§ **WHAT TO PRODUCE**: The data below should be repeated exactly and in full.

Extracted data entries

###

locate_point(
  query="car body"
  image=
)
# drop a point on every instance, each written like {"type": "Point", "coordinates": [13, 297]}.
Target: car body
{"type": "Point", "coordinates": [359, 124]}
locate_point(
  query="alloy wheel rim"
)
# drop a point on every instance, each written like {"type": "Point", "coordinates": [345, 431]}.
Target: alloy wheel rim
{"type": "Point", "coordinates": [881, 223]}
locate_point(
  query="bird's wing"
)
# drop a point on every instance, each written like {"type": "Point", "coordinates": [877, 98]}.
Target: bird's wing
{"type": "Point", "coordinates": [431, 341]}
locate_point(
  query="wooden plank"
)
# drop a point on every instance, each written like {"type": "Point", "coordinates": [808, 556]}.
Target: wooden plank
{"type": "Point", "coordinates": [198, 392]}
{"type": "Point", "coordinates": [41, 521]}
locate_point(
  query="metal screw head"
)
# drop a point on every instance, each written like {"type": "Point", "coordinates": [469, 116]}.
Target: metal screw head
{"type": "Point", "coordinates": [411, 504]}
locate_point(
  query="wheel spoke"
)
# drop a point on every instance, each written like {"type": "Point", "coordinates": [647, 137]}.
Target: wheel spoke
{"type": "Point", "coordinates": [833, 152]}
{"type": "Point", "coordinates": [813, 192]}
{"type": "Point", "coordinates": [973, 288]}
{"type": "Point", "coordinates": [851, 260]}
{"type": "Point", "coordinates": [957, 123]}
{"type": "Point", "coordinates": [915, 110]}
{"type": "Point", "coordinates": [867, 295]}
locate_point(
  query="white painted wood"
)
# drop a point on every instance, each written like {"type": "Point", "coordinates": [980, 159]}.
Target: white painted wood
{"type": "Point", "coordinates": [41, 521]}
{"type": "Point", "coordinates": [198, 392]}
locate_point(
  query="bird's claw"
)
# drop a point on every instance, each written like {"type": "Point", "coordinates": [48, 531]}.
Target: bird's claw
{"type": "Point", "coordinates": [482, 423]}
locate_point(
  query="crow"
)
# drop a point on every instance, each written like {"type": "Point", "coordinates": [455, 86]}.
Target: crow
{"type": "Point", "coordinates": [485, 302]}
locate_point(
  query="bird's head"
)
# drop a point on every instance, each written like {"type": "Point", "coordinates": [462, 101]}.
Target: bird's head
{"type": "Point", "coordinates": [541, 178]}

###

§ **THE ANSWER**:
locate_point(
  query="car body"
  image=
)
# drop a point on every instance, each written like {"type": "Point", "coordinates": [13, 297]}.
Target: car body
{"type": "Point", "coordinates": [359, 124]}
locate_point(
  query="alloy wheel rim"
)
# drop a point on every instance, each written like {"type": "Point", "coordinates": [345, 431]}.
Target: alloy wheel rim
{"type": "Point", "coordinates": [881, 223]}
locate_point(
  query="bird's wing"
)
# drop a point on every instance, each written like {"type": "Point", "coordinates": [877, 98]}.
Target: bird's wing
{"type": "Point", "coordinates": [431, 341]}
locate_point(
  query="wooden plank"
)
# drop a point on every instance, each written like {"type": "Point", "coordinates": [808, 556]}.
Target: wooden plank
{"type": "Point", "coordinates": [198, 392]}
{"type": "Point", "coordinates": [41, 521]}
locate_point(
  query="metal screw head"
)
# drop a point on every instance, each written like {"type": "Point", "coordinates": [469, 116]}.
Target: metal screw head
{"type": "Point", "coordinates": [411, 504]}
locate_point(
  query="wheel spoke"
)
# drop a point on every instance, each written like {"type": "Point", "coordinates": [647, 137]}.
Target: wheel spoke
{"type": "Point", "coordinates": [833, 152]}
{"type": "Point", "coordinates": [813, 192]}
{"type": "Point", "coordinates": [973, 288]}
{"type": "Point", "coordinates": [851, 260]}
{"type": "Point", "coordinates": [957, 123]}
{"type": "Point", "coordinates": [915, 110]}
{"type": "Point", "coordinates": [867, 295]}
locate_point(
  query="white painted wood"
)
# drop a point on every instance, each written like {"type": "Point", "coordinates": [980, 159]}.
Target: white painted wood
{"type": "Point", "coordinates": [41, 521]}
{"type": "Point", "coordinates": [198, 392]}
locate_point(
  query="bird's claw"
)
# drop a point on every instance, each written like {"type": "Point", "coordinates": [48, 531]}.
Target: bird's claw
{"type": "Point", "coordinates": [482, 423]}
locate_point(
  query="crow"
)
# drop a point on every instance, each written like {"type": "Point", "coordinates": [455, 86]}.
Target: crow
{"type": "Point", "coordinates": [485, 302]}
locate_point(
  query="bird's head"
)
# drop a point on every instance, each written like {"type": "Point", "coordinates": [462, 101]}.
Target: bird's head
{"type": "Point", "coordinates": [541, 178]}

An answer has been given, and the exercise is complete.